__YOUR TASK__: Which lines of the records contain the word "wall"? Copy each such line, and treat uppercase and lowercase as different.
— START SUPPLIED RECORDS —
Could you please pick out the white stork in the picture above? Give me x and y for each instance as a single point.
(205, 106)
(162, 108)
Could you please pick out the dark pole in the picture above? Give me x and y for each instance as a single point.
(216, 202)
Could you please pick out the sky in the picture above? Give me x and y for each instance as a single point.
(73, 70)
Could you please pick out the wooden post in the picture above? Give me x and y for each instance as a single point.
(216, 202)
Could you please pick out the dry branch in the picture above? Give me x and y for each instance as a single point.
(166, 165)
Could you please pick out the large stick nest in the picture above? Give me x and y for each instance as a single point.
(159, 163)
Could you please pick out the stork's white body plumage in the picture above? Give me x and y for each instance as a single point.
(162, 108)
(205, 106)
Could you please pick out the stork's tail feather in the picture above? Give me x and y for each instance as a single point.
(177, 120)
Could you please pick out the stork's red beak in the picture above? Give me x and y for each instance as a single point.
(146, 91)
— END SUPPLIED RECORDS —
— START SUPPLIED RECORDS —
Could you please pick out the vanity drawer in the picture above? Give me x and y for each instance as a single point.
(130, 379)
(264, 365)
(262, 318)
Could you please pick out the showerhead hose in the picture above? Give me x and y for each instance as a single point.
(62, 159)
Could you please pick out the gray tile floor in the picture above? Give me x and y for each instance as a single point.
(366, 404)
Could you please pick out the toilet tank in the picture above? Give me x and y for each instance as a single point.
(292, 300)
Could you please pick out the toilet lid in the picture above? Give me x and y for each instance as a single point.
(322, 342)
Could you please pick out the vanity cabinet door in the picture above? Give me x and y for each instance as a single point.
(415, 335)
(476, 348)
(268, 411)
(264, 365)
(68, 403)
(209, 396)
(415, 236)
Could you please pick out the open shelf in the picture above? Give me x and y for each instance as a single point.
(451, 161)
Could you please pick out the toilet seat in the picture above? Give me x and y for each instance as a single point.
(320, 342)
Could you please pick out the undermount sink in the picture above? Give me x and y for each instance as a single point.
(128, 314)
— END SUPPLIED RECORDS —
— START SUPPLIED RECORDS —
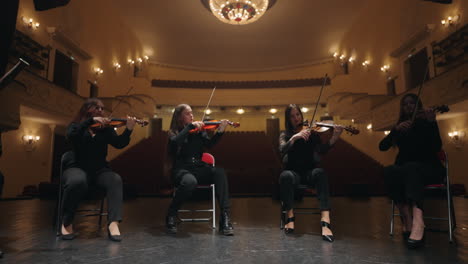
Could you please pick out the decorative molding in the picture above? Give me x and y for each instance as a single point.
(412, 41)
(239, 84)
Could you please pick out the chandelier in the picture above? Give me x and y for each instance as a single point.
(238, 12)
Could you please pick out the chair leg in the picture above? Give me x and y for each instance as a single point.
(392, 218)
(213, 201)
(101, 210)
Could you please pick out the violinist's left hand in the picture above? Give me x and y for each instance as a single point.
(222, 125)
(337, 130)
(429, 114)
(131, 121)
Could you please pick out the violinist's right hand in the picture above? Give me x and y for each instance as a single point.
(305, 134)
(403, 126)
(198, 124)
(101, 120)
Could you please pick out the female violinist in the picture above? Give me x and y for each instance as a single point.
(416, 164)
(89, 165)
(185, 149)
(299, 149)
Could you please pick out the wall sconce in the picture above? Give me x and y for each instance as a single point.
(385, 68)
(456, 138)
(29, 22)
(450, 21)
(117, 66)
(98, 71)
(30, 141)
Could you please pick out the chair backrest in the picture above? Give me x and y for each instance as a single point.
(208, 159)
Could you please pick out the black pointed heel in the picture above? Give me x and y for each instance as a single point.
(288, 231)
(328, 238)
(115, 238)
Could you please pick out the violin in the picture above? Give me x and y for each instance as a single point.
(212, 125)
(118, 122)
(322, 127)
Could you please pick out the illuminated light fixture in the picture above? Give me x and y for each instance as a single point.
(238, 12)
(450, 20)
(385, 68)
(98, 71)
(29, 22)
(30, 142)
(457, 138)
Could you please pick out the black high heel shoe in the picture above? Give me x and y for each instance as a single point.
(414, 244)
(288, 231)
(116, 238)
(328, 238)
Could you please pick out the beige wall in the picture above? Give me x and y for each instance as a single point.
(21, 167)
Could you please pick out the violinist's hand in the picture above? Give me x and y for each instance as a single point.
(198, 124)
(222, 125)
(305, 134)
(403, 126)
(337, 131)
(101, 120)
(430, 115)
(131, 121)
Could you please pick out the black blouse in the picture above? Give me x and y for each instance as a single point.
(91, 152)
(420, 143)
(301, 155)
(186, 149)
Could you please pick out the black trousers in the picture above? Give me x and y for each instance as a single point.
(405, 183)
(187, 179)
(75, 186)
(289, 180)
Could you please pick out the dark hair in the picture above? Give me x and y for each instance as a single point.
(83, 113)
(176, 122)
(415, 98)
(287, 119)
— END SUPPLIED RECORDS —
__THE ANSWER__:
Could you please pick out the wall sconce in the picture above? Give me x and y for each instance as a single point.
Could you please pick out the beige wall in the picture above? Give me x and y for each instance as a single point.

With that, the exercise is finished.